## GOAL OF THE EXERCISE
Reproduce the lines verbatim, beginning with the line containing "Task: indicate every instance of the metal" and continuing through the line containing "[(17, 260)]".
++++++++++
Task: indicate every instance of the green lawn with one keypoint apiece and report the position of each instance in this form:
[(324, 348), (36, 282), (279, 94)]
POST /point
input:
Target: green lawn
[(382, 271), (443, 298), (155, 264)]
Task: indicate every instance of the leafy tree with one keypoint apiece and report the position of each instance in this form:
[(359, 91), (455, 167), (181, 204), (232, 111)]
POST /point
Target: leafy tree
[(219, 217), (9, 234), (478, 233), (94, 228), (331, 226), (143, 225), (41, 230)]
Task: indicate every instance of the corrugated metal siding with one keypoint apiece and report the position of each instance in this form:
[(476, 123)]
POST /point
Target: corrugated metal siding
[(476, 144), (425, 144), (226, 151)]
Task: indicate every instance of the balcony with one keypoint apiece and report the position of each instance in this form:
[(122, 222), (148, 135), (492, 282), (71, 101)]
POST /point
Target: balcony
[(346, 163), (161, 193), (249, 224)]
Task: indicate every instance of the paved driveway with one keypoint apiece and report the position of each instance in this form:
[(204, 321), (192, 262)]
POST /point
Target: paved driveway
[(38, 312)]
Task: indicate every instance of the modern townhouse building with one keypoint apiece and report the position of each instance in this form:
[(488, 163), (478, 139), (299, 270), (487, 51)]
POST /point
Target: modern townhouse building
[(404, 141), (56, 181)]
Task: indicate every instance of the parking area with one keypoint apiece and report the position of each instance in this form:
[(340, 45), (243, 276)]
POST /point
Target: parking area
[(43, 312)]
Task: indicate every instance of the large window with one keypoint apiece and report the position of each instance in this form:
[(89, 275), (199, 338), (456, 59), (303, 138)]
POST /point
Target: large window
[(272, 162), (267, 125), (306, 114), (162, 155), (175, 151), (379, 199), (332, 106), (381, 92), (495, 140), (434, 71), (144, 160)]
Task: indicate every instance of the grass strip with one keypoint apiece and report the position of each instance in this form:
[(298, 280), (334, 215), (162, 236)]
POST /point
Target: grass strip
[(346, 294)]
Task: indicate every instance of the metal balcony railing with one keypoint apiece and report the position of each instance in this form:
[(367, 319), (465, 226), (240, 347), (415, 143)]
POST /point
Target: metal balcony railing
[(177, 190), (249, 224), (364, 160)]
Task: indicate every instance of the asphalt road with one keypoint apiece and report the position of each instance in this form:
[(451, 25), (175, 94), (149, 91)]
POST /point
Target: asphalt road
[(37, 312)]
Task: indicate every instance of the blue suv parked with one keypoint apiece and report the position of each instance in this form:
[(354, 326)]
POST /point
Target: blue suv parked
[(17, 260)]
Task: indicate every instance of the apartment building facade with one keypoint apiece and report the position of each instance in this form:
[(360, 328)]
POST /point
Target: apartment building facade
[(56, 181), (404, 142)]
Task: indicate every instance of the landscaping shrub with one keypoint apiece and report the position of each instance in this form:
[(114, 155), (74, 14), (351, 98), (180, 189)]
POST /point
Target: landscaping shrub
++++++++++
## PROBLEM SOLUTION
Task: indicate every instance of the metal balcony railing with one keypoint apiece and report the position of each instance in this form:
[(367, 319), (465, 226), (240, 347), (415, 143)]
POST /point
Target: metal balcony railing
[(177, 190), (249, 224), (364, 160)]
Task: indicate every instance of the asphalt road with one keypoint apiece and report the position of each instance in this form:
[(451, 25), (175, 94), (149, 91)]
POST /point
Target: asphalt road
[(37, 312)]
Task: indicate every instance of the blue suv parked with one keypoint apiece and report the position of each instance in this form:
[(354, 326)]
POST /point
Target: blue suv parked
[(17, 260)]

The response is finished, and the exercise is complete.